++++ Data ++++

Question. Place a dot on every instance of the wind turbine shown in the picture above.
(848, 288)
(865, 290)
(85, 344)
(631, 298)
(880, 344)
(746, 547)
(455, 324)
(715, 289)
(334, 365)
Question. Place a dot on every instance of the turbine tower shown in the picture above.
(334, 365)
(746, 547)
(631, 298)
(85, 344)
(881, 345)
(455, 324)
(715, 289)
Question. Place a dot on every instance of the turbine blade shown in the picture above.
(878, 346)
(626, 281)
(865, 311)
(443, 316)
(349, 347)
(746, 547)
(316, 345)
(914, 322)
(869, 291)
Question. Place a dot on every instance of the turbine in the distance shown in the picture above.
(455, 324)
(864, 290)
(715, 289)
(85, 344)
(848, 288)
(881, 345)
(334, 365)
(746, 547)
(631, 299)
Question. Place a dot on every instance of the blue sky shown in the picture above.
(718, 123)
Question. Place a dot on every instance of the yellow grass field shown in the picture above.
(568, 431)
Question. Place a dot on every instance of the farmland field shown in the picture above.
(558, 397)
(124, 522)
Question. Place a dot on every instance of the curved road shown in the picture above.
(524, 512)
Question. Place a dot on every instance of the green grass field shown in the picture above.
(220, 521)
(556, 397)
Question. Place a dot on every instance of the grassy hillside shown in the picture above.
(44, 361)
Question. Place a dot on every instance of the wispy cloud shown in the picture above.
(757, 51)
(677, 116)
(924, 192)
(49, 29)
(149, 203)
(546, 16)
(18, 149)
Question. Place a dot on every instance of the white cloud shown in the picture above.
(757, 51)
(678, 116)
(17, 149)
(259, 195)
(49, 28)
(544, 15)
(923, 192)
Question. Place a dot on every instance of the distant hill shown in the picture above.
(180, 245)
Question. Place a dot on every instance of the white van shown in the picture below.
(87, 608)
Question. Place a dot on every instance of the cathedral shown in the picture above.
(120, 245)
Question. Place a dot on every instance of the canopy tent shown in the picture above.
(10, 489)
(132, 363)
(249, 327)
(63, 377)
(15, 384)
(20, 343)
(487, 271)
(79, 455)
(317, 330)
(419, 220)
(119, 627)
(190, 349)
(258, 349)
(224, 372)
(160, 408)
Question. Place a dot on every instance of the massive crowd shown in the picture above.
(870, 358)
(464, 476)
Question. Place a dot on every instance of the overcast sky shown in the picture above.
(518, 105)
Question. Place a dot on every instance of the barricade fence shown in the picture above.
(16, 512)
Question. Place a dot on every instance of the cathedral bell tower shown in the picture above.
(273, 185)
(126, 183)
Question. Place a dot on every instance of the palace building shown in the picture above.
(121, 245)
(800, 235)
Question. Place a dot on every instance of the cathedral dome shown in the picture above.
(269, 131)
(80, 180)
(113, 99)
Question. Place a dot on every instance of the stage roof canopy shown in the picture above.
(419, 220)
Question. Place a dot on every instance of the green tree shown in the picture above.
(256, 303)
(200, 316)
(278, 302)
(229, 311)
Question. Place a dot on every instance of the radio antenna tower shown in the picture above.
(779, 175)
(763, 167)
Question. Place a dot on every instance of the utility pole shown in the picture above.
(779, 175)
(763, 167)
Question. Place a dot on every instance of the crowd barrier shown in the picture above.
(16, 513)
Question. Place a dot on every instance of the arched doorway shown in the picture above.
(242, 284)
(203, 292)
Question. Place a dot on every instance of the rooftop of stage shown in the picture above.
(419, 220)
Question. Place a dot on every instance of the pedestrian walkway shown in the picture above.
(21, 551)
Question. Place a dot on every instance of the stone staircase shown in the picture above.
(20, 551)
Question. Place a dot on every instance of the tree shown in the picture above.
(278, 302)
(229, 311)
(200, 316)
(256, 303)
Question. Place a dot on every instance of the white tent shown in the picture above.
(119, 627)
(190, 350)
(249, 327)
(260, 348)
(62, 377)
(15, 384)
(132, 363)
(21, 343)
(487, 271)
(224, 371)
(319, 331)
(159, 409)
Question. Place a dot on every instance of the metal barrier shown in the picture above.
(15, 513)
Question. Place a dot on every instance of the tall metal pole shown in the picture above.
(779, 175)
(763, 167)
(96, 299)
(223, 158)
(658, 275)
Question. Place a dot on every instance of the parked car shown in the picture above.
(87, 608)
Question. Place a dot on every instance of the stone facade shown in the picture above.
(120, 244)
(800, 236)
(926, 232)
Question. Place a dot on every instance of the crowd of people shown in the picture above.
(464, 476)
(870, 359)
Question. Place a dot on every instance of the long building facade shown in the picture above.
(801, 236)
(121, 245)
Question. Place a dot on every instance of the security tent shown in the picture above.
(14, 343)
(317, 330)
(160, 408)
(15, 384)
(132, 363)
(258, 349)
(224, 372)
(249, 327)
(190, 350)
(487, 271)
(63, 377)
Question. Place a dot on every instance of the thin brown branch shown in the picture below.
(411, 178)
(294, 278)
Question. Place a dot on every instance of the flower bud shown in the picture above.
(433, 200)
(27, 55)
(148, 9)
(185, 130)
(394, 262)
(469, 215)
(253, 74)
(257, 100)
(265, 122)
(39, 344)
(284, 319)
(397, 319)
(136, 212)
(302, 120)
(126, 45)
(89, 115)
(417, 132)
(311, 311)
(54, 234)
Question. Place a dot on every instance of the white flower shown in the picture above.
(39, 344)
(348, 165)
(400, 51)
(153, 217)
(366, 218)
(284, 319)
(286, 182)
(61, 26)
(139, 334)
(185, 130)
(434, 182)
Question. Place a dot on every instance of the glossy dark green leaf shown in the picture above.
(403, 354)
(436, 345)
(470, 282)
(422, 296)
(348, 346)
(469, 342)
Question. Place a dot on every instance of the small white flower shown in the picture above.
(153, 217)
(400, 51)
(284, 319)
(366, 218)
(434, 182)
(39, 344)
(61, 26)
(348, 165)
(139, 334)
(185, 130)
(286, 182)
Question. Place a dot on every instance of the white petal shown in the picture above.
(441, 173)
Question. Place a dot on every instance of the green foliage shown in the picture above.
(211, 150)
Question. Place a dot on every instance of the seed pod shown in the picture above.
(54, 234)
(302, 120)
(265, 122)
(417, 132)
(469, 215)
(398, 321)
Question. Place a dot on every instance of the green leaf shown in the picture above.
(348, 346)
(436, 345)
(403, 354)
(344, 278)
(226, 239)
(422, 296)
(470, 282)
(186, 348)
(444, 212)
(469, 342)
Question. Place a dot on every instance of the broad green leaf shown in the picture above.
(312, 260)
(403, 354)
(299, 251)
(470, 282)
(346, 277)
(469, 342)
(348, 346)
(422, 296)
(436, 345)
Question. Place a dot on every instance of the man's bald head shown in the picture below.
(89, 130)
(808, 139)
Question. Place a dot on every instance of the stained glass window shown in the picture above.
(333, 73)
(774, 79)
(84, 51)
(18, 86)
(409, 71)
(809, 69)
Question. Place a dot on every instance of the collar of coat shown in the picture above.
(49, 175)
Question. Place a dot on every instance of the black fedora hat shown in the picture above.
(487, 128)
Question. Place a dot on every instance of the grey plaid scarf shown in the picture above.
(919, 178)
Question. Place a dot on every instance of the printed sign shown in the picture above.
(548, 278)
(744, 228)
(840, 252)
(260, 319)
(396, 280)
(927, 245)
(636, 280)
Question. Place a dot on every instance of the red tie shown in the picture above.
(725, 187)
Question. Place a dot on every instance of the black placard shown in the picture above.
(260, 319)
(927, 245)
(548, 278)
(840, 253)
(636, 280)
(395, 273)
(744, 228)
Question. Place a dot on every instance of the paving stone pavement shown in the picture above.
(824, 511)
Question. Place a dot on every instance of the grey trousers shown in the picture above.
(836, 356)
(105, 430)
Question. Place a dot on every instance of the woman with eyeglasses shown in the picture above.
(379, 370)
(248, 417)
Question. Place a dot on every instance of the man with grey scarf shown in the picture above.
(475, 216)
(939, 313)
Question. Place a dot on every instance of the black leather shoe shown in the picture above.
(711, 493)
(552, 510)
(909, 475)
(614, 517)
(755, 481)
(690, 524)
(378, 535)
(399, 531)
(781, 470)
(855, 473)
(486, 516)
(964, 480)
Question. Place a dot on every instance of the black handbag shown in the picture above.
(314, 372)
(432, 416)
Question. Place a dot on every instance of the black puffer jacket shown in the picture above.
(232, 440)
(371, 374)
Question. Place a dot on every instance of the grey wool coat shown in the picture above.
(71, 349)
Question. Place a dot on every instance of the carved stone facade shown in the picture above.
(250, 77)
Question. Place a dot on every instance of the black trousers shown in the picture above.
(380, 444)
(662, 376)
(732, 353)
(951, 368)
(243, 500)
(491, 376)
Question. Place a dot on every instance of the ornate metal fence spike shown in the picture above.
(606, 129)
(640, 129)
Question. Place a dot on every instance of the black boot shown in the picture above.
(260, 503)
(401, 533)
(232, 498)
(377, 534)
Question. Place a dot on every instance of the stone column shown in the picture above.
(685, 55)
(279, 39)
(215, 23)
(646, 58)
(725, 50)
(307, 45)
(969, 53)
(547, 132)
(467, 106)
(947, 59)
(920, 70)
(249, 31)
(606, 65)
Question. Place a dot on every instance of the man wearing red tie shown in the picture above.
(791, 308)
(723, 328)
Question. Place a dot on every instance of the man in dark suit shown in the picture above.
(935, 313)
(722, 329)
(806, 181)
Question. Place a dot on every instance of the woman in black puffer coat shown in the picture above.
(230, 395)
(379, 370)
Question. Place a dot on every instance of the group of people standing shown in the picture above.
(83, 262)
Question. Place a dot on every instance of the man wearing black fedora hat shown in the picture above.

++++

[Problem to work on]: Reproduce precisely the span of lines that begins at the line containing "Question. Place a dot on every instance of the black boot" and ends with the last line of the listing.

[Solved problem]:
Question. Place a dot on every instance of the black boot shown in the picture above.
(260, 503)
(401, 533)
(232, 498)
(377, 534)
Question. Place a dot on every instance of the stone column shown in the picture above.
(685, 55)
(279, 39)
(215, 23)
(646, 58)
(725, 50)
(307, 45)
(969, 53)
(547, 132)
(467, 106)
(947, 59)
(920, 70)
(249, 31)
(606, 65)
Question. Place a dot on every instance of the man wearing red tie shown in the picture above.
(791, 308)
(723, 328)
Question. Place a dot on every instance of the man in dark suit shown in the picture above.
(935, 313)
(722, 329)
(806, 181)
Question. Place a dot on every instance of the woman in black puffer coat shown in the picture above.
(230, 395)
(379, 370)
Question. Place a dot on every instance of the group of people standing shown in the picture above.
(83, 262)
Question. Place a dot on every instance of the man wearing black fedora hat shown in the picture above.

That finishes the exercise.